**SELECTED TEXT**
[START]
The company operates a facility at the Hiriya landfill site, in the Dan region, that treats landfill leachate as well as fresh garbage and contaminated drainage.

Ayala’s cutting-edge technology has been recognised internationally and its founder, Eli Cohen, is Israel’s representative on the North Atlantic Treaty Organisation’s environmental specialist team in the phytotechnology applications field.

Ayala’s Hiriya site is a stone’s throw away from Arrow Ecology, which has developed technology that separates biodegradable organics like food and paper out of solid municipal waste before it is used to produce biogas that is fed into combined heat and power plants. The Hiriya site generates 1 MW of its electricity needs.

Solids like plastics are sold for recycling, while sludge from anaerobic reactors is used for agricultural purposes.

CEO Yair Zadik said the company’s 150 t/d plant treated 5% of all the garbage generated in Israel and that its technology could reduce landfilling by up to 80%.

Arrow Ecology built the first plant outside Israel, in Sydney, Australia, in 2008 and is to soon build further plants in Italy, China and India.

On the efficient water use front, Israel’s Netafim is perhaps the most well known enter- prise, with its drip irrigation systems now manufactured or distributed in several regions of the world.

The drip systems ensure that water is released directly onto a plant, tremendously cutting back on the amount of water used by irrigation methods such as flooding or sprinkling.

Netafim chief sustainability officer Naty Barak said during a tour of the company’s plant at the Hatzerim kibbutz – or gated community – that, thanks to drip irrigation, Israel’s Arava desert, which receives only about 20 mm/y of rainfall, has been turned into a significant agriculture hub, accounting for 65% of the country’s vegetable exports.

Netafim president and CEO Igal Aisenberg said the major success stories of drip irrigation on the African continent were the 11 600 ha Simunye sugar estate, in Swaziland, and the Kitui irrigation scheme, in Kenya’s arid east.

“[At Simunye], a cost analysis of seven different irrigation options was undertaken, and the one that offered the best return was the conversion of the dragline sprinkler system to subsurface drip irrigation.

“A postinvestment audit confirmed a sucrose increase of 15% and a water saving of 22%, compared with the sprinkler system, and this was better than originally expected,” said Aisenberg.

At Kitui, donors led by the United Nations Food and Agriculture Organisation launched a drip irrigation project for 200 poor small-scale vegetable growers, most of whom were women and old people who could not continue irrigating their crops with buckets.

Moving from bucket to drip irrigation increased yields and income by 140% and 200% respectively, and saved water use by around 60%.
[END]
**EXTRACTED RECORDS**
[START]
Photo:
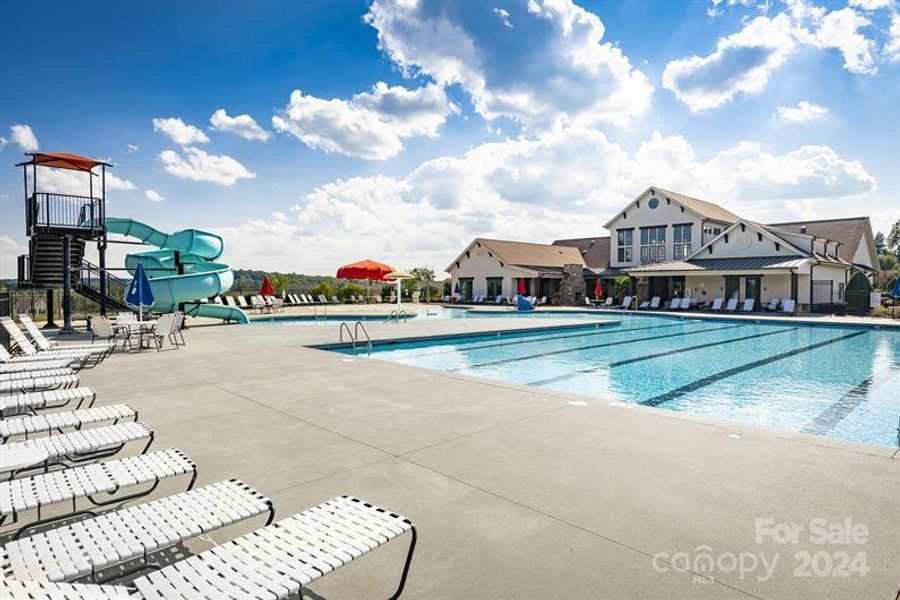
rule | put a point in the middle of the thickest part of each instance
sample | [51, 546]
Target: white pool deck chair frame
[85, 548]
[98, 483]
[276, 561]
[29, 402]
[37, 383]
[85, 445]
[44, 344]
[58, 422]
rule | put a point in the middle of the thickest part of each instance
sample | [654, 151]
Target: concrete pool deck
[516, 492]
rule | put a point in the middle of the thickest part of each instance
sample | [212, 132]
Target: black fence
[34, 304]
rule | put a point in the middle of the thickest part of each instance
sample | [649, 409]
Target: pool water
[838, 382]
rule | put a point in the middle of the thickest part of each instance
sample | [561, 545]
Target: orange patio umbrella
[END]
**STATED EXERCISE 1**
According to the passage on Israeli environmental technology, what share of the country's vegetable exports comes from the Arava desert?
**STATED EXERCISE 2**
Repeat, word for word, the stretch of the passage on Israeli environmental technology that opens with the words "Ayala’s cutting-edge technology" and closes with "phytotechnology applications field.".

**WRITTEN SOLUTION 1**
65%

**WRITTEN SOLUTION 2**
Ayala’s cutting-edge technology has been recognised internationally and its founder, Eli Cohen, is Israel’s representative on the North Atlantic Treaty Organisation’s environmental specialist team in the phytotechnology applications field.